§ **Task requirements**
Extract each line of the entries below that contains the string "printed" and copy every such line in full.

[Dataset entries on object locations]
━━━━━━━━━━

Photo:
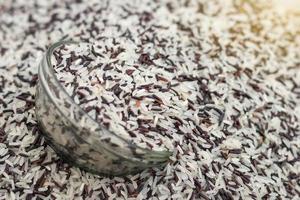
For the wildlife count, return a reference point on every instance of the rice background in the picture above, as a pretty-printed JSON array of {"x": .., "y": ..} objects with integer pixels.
[{"x": 261, "y": 40}]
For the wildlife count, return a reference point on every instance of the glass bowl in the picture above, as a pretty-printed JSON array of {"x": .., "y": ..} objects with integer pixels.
[{"x": 78, "y": 138}]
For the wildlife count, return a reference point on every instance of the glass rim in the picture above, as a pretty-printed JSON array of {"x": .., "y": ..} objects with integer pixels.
[{"x": 160, "y": 155}]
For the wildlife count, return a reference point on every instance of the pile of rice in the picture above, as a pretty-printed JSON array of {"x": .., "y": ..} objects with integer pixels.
[{"x": 216, "y": 82}]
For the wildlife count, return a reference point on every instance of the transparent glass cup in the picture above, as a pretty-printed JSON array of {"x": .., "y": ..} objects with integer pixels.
[{"x": 78, "y": 138}]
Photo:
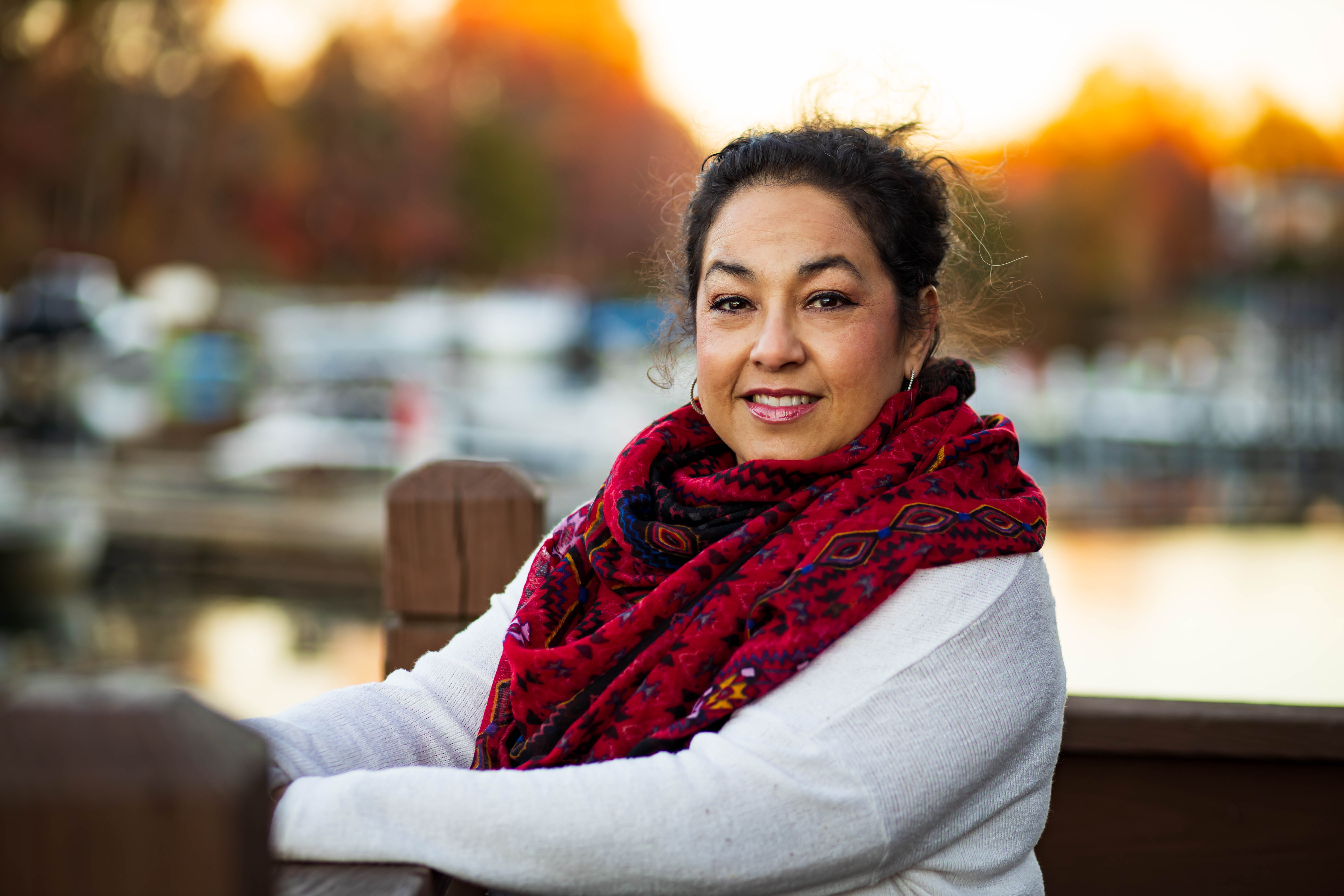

━━━━━━━━━━

§ **Response to this exercise**
For the wildlife count, return a reference point on every instance of the rice background in the picture above, as a pretty-printed JSON array of {"x": .., "y": ..} objects with integer pixels.
For the wildlife count, return a reference point on every instance of the glass bowl in the picture above, as a pretty-printed JSON array of {"x": .., "y": ..} objects with integer pixels.
For the wildlife count, return a reference point on every instance of the glass rim in the picture above, as a pretty-printed JSON array of {"x": .., "y": ..} objects with integer pixels.
For the wildlife count, return a reference point on every instance of the pile of rice in the picture above, as a pretty-printed JSON array of {"x": .., "y": ..} objects with integer pixels.
For the wildlife count, return a reference point on every instance of the transparent glass cup in the picture above, as a pretty-printed JSON array of {"x": .., "y": ..} objects with integer pixels.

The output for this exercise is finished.